Al respecto, recuerdo ver a algunos de los que enarbolaban la idea del “Estado de Opinión” en tiempos de Álvaro Uribe Vélez (y clamaban por una segunda reelección) escandalizados por la “dictadura” venezolana, porque, claro, hay motivos para escandalizarse. Sin embargo, resulta curioso que algunas de las cosas que denuncian en el país vecino las defendieran con ahínco en el propio, como, por ejemplo, la reelección indefinida del presidente o el ataque de diferente manera (incluso con prácticas ilegales, como las “chuzadas”) a los periodistas más críticos. También, señalan de dictador a quien simplemente tenga una ideología política contraria a la de ellos, lo cual es simplista, irresponsable y demagógico.

De la misma manera, aunque por otro lado, he visto que algunos de los que denunciaban los autoritarismos de los gobiernos colombianos anteriores, resultaron siendo permisivos con las cuestionables y antidemocráticas acciones del régimen venezolano, dejando ver que el problema no es, para algunos, la democracia o la dictadura, sino que el dictador (o líder autoritario que no es necesariamente lo mismo) sea de una ideología contraria (o solamente diferente) a la que se defienda. Asimismo, observé también, en una reciente experiencia laboral, a algunos que durante muchos años enarbolaron el cambio, el respeto por las diferentes formas de ser, pensar y vivir, y las miradas de avanzada del mundo, actuando, cuando tuvieron el chance, como sátrapas autoritarios, maltratadores y violentos que les dieron alas a personajes del mismo perfil que replican, en pos de su beneficio particular en desmedro del general, sus acciones, lo cual es, sin duda alguna, decepcionante.

Con esto, la palabra “democracia” resulta siendo solamente un adorno y objeto de manipulación para defender o no a un régimen específico (y a un grupo particular), pero no una instancia más allá de lo meramente personal que apele a unos principios básicos generales para el desarrollo y la institucionalización de un sistema, una forma y un estilo de gobernar y actuar en la sociedad.

## DATOS SUMINISTRADOS
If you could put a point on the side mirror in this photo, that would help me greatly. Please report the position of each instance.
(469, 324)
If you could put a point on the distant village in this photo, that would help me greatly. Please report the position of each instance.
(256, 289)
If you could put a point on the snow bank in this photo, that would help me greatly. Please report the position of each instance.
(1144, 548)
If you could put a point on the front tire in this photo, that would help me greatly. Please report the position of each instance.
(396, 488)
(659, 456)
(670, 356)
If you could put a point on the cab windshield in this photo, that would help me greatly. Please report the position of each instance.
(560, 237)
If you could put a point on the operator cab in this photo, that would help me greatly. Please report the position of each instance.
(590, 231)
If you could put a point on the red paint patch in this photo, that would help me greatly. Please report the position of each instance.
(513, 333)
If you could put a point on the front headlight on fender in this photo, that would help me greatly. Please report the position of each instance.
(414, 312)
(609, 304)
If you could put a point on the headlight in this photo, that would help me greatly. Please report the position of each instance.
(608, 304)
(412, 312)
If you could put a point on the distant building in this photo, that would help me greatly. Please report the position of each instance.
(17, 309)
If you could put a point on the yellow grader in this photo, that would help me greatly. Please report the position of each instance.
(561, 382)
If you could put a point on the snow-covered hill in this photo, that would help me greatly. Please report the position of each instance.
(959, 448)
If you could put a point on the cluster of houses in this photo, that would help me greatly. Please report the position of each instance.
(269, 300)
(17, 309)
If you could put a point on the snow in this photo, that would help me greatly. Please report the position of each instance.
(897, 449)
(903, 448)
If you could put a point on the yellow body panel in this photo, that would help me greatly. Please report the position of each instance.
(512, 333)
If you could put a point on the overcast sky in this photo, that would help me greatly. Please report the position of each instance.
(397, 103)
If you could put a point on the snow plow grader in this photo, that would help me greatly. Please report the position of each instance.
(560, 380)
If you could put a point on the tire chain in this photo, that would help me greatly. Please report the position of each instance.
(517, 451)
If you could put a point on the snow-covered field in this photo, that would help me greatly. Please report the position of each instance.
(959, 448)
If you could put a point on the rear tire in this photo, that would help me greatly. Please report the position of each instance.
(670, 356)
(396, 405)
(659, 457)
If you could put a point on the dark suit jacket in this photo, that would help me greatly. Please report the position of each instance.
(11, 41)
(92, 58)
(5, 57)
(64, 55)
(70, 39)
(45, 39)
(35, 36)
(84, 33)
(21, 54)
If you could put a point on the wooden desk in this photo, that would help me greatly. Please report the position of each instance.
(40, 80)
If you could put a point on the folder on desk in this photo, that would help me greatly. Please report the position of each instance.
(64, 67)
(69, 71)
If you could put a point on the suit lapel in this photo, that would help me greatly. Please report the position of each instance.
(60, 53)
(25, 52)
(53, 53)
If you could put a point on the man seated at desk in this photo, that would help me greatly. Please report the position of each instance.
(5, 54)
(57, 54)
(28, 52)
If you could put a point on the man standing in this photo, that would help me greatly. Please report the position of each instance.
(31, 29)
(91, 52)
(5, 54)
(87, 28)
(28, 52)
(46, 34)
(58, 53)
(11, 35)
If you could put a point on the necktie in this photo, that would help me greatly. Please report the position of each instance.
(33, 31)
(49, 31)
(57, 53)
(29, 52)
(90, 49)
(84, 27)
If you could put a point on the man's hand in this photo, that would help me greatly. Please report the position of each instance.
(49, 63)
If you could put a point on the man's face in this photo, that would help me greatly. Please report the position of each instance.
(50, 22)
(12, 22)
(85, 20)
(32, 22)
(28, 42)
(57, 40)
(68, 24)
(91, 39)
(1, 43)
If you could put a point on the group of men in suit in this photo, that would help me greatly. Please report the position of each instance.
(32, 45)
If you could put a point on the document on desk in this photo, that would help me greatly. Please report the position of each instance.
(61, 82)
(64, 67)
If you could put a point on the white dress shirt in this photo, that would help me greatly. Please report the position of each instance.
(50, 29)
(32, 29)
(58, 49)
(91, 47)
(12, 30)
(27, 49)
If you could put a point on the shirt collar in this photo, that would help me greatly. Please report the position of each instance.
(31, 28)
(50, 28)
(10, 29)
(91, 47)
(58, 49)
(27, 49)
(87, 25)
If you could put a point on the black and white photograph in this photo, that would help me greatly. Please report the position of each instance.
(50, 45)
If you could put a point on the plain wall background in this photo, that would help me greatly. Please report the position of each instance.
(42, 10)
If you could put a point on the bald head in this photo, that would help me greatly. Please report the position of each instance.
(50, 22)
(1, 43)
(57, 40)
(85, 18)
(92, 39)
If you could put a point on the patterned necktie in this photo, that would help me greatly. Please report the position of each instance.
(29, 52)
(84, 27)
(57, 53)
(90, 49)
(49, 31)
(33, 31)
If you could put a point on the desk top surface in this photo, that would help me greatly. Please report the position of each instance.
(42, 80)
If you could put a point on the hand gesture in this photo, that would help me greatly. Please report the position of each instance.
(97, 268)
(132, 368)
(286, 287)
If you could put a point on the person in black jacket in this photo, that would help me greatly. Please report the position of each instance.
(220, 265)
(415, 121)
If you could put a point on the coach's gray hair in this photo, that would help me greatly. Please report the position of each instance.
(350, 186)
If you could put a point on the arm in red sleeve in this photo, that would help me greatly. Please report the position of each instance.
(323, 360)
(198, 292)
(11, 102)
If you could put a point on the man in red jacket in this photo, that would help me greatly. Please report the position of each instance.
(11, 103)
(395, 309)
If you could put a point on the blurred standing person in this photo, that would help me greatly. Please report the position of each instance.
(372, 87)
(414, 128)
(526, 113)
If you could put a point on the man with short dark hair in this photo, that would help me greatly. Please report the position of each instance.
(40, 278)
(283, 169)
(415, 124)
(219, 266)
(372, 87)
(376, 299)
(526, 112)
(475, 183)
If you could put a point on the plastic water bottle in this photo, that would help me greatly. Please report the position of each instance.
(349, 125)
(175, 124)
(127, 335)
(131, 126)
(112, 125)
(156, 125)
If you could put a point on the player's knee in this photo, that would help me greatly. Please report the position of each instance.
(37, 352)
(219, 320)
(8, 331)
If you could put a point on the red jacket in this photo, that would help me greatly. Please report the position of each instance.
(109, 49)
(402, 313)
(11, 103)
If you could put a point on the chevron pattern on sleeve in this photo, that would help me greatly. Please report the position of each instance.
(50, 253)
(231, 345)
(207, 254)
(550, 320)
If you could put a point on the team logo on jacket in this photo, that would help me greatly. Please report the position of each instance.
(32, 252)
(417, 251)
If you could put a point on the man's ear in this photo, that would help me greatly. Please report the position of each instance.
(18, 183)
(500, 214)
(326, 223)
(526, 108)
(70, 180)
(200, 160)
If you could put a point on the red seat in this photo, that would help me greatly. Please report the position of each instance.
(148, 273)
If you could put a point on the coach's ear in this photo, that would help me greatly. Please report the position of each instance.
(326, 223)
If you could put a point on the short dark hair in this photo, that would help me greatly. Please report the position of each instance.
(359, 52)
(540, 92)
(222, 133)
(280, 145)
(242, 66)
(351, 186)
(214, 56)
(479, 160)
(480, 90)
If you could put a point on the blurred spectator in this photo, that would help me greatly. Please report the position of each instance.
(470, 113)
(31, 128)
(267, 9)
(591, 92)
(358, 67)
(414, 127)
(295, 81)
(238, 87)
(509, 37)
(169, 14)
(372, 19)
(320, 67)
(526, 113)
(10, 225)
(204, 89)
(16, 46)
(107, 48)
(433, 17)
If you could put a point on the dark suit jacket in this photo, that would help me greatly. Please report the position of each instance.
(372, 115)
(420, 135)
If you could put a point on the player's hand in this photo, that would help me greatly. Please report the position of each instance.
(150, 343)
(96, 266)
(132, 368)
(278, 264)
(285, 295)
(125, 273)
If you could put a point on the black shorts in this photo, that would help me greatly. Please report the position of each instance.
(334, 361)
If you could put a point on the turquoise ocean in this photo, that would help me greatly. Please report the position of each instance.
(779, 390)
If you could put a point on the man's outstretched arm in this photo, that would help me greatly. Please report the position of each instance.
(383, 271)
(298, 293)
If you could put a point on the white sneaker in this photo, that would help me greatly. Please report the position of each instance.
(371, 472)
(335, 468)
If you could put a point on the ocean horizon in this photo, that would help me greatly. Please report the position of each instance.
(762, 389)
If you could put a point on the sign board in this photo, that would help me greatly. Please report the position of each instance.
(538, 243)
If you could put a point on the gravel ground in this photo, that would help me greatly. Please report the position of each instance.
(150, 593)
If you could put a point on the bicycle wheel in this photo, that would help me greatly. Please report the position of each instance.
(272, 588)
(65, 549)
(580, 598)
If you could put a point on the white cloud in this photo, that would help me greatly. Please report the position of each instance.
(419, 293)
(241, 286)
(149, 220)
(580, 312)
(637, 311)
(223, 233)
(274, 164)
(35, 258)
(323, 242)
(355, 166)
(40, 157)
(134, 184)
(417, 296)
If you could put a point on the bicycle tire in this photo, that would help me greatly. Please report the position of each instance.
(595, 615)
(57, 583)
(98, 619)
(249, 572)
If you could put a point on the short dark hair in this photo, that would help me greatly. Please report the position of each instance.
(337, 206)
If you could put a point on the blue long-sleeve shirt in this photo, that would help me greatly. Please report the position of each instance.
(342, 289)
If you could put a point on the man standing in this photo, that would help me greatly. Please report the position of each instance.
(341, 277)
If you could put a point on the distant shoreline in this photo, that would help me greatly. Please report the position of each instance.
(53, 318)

## TAREAS POR REALIZAR
1/ ¿Qué práctica ilegal contra los periodistas más críticos menciona el texto sobre la democracia?
2/ Resume en una o dos oraciones el párrafo del texto sobre la democracia que empieza con "Con esto, la palabra", sin perder sus ideas principales.
3/ Reproduce el fragmento del texto sobre la democracia que va desde "Con esto, la" hasta "en la sociedad.", ambos incluidos.
Los datos no tienen ninguna relación con este ejercicio.

## RESPUESTAS DEL EJERCICIO
1/ Las "chuzadas".

2/ Así, la palabra "democracia" queda como un simple adorno y un instrumento de manipulación para defender o no a un régimen y a un grupo concretos. Deja de ser un conjunto de principios generales que van más allá de lo personal y que orientan la forma de gobernar y de actuar en la sociedad.

3/
Con esto, la palabra “democracia” resulta siendo solamente un adorno y objeto de manipulación para defender o no a un régimen específico (y a un grupo particular), pero no una instancia más allá de lo meramente personal que apele a unos principios básicos generales para el desarrollo y la institucionalización de un sistema, una forma y un estilo de gobernar y actuar en la sociedad.